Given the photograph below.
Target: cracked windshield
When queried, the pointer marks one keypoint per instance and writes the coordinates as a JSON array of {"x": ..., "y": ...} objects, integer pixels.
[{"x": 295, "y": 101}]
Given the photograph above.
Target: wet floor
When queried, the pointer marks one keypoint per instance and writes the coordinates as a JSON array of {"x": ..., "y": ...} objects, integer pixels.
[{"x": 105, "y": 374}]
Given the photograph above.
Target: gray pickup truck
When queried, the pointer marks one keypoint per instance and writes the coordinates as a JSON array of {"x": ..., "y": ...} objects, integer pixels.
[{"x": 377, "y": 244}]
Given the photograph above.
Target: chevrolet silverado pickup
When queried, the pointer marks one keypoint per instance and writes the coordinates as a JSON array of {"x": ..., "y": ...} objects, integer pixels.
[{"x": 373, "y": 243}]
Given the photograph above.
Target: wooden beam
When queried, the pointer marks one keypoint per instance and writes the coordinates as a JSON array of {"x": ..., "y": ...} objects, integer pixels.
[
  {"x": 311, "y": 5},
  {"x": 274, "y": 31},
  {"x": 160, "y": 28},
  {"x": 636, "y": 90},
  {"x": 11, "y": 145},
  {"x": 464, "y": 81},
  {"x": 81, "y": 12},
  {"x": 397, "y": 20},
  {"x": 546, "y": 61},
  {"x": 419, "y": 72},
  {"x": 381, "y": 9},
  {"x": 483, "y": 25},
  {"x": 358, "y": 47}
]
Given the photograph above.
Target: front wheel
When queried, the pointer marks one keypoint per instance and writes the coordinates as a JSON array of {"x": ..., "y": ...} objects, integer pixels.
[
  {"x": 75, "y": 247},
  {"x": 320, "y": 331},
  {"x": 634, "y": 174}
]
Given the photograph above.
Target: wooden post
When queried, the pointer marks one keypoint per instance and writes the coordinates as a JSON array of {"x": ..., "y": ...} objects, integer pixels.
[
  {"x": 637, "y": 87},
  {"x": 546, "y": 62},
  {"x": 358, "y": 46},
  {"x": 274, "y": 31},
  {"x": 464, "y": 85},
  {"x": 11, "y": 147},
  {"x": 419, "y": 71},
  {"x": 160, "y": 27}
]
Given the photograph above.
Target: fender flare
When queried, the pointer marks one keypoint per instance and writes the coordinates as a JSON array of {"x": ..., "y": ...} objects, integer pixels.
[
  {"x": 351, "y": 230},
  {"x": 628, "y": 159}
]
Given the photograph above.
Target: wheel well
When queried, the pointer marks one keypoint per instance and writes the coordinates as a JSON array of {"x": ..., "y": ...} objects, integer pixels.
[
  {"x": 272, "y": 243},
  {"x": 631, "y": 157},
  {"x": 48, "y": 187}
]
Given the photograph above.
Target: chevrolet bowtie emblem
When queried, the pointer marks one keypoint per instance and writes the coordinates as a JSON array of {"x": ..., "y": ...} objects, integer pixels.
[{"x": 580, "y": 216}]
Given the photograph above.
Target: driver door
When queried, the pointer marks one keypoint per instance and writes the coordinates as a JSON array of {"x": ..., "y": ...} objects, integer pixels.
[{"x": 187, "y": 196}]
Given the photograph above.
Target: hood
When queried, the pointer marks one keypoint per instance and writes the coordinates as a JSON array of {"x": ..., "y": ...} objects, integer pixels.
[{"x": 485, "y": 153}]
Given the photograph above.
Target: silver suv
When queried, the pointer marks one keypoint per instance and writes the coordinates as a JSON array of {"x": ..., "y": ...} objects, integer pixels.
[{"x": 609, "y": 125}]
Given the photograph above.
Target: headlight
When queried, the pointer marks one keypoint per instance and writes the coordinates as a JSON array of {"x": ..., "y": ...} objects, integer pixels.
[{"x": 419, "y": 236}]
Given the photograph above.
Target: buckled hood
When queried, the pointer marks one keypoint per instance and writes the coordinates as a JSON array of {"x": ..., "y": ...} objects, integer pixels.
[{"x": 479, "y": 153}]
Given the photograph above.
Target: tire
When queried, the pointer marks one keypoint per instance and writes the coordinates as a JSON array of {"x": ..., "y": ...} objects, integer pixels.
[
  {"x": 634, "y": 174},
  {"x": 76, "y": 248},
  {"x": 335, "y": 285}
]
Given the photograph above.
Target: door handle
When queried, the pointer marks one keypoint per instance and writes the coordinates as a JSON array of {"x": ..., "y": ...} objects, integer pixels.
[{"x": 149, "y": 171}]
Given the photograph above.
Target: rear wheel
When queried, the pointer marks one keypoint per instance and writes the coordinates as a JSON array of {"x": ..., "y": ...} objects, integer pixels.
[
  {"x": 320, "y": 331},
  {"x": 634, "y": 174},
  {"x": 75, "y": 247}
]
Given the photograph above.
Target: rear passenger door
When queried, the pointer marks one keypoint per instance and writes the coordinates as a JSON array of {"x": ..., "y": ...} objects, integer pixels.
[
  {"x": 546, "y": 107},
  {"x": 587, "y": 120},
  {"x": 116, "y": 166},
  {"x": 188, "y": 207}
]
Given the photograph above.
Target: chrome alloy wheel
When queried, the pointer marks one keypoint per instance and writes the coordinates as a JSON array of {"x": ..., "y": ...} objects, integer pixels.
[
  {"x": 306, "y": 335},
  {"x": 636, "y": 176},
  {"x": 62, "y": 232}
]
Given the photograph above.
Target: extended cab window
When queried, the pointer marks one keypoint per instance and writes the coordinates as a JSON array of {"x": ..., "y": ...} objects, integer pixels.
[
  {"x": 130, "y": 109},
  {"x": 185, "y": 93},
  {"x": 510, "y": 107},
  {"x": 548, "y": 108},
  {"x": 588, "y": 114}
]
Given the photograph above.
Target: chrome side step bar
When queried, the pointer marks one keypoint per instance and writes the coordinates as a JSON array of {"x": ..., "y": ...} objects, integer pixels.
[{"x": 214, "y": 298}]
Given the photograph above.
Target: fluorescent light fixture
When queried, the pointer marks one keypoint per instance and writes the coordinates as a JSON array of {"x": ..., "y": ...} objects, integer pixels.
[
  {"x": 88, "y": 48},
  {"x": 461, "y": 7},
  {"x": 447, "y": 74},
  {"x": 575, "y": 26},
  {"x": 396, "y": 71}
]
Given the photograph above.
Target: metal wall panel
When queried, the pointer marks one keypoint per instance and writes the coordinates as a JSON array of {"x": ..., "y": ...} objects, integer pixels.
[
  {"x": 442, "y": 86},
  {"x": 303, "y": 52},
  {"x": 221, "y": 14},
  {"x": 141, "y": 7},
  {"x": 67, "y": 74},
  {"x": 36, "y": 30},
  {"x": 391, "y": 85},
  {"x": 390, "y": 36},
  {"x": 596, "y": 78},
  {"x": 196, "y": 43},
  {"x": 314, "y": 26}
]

....

Pick out each line in the entries above that contains the word "chevrolet", and copy those lines in full.

Target: chevrolet silverado pickup
Target: chevrolet bowtie emblem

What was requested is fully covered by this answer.